* **Text block**
Lee was diagnosed with lymph gland cancer while working at Kanaka Pete's in 1965. Though he was aware of his health issues, he delayed visiting a physician. He then underwent radiation therapy at Queens Hospital. While being treated for the disease, in March, Lee appeared at the Bora Bora club in San Francisco. He then went to New York City for a recording session with Columbia Records, which released his debut single "Ain't No Big Thing", paired with "All I Want To Do", in May 1965. Around that time, Lee expressed to childhood friend Douglas Mossman his regret towards not graduating from high school. Mossman contacted Richard Lyman, the board chairman of the Bishop Estate, owner of Kamehameha Schools. Lyman issued a graduation certificate to Lee as part of a 1950 promotion, which he received during a ceremony in July 1966. The same month, he began treatment at Memorial Sloan Kettering Cancer Center in New York. While waiting for treatment by a doctor from Sweden, the cancer metastasized to his lungs, and he later entered Cedars of Lebanon Hospital in Los Angeles for lung surgery. His next recording session was for Jack de Mello's label. Because of Lee's condition, de Mello recorded his vocals in bed at the hospital. In August, local artists organized a benefit concert to pay for Lee's medical expenses. On October 18, 1966, Lee played at the Waikiki Shell, during Aloha Week. He used a wheelchair after the surgery and could not sing. Lee apologized to the crowd and told anecdotes, then Nani Lee sang his latest composition "The Intangible Dream Came True". In November 1966, Columbia released "Rain, Rain Go Away" backed with "I'll Remember You".

Eventually, Lee traveled to Tijuana, Mexico, where he sought treatment with laetrile, which was banned by the Food and Drug Administration in the US. Lee favored laetrile, as he opposed cobalt and radiation therapies. Nani Lee stressed in a later interview that though she did not believe in the treatment's effectiveness, and her husband "knew very well what little chance there was", that "he wanted so much to live. He was willing to try anything and everything." Kui Lee died in Tijuana on December 3, 1966, at Guadalajara Hospital. His body was taken to the local Del Carmen funeral home and later flown to Ordensteins Mortuary in Hawaii. Lee expressed his wish to be buried at sea, while a band played his songs. On December 8, 1966, Pastor Abraham Akaka presided over a memorial service at Kawaiahaʻo Church. Honolulu's mayor Neal Blaisdell attended the ceremony and gave a speech. By 1:00 pm, his body and 90 mourners sailed from Kuhio Beach Park on the catamaran Ale-Ale Kai to the burial location . It was escorted by nine canoes, followed by other mourners on boats and a surfer. During the procession, loudspeakers played Lee's songs. 10,000 orchids were dropped from a plane to the signal of a flare, and Lee's lei-covered casket was released to waters with a depth of between 500–600 ft.

Saved data entries
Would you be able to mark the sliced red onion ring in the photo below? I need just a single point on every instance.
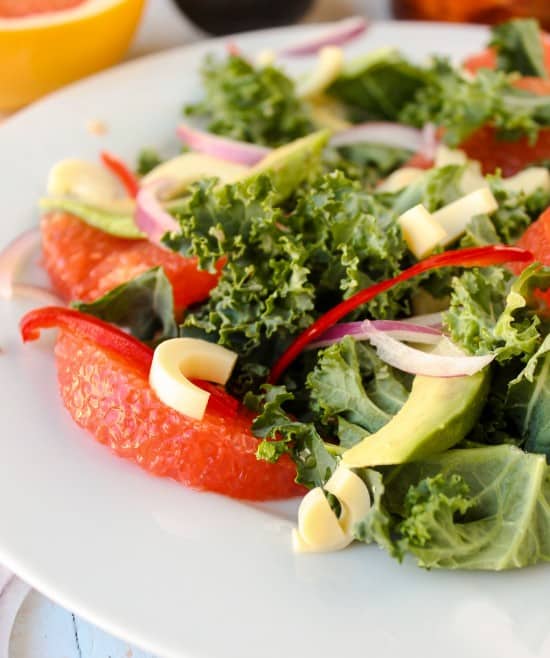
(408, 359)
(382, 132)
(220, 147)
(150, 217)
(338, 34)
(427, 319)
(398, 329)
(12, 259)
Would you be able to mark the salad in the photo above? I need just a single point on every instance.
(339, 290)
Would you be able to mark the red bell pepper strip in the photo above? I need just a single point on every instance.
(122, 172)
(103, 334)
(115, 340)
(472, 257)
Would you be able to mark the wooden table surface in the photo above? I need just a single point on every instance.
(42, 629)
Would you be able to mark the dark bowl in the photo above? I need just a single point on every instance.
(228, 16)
--
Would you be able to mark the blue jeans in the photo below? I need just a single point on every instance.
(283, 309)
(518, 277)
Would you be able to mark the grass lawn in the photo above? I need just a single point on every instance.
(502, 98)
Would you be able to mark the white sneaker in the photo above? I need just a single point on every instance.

* **Directions**
[1] Answer these from the Kui Lee passage:
(a) Which label released "Ain't No Big Thing", and in what month and year?
(b) In which city and on what date did Lee die?
(c) How many orchids were dropped from a plane during the burial?
[2] Carry on the Kui Lee passage from its last sentence.
None of the records is needed here.

* **Results by task**
[1]
(a) Columbia Records, in May 1965.
(b) Tijuana, on December 3, 1966.
(c) 10,000.

[2]
==Legacy==

Soon after his death, Columbia Records released Lee's debut studio album The Extraordinary Kui Lee in December 1966. In 1970, Music of Polynesia released Lee's recordings on the double album The World of Kui Lee (MOP 12000), with the first disk entitled Words And Music and the second Images Of Kui's World. The label's publisher Mickey Goldsen credited Lee with bridging a generational gap in Hawaiian music. He also expressed his concern to Billboard over the future of the "new wave of Hawaiian composers" following Lee's death. A part of the Hawaiian Renaissance, his fan base regarded him as a "rebel" for departing from the themes in traditional music. During an interview, Lee said that while performing on the mainland early in his career, the mainstream stereotypes of Hawaiian culture, and the adoption of them by his peers on the Islands aggravated him. He declared: "All this commercial garbage has to go". Upon his return to Hawaii, Lee discarded his previous outfit of choice, the suit and tie, and favored informal shirts, while he let his hair grow. In June 1966, a poll published in The Honolulu Advertiser placed him among the most admired people by Hawaii's youth. Lee's followers compared him to James Dean, as the themes of several of his songs dealt with social deception and oligarchy. According to author Adrienne L. Kaeppler, Lee's sound "experimented with a laid-back English balladic style, harmonically and rhythmically complex". It consisted of a blend of jazz, blues, and rock and roll with classic Hawaiian music. Lee had been influenced by the popular music of the time during his stay in the mainland.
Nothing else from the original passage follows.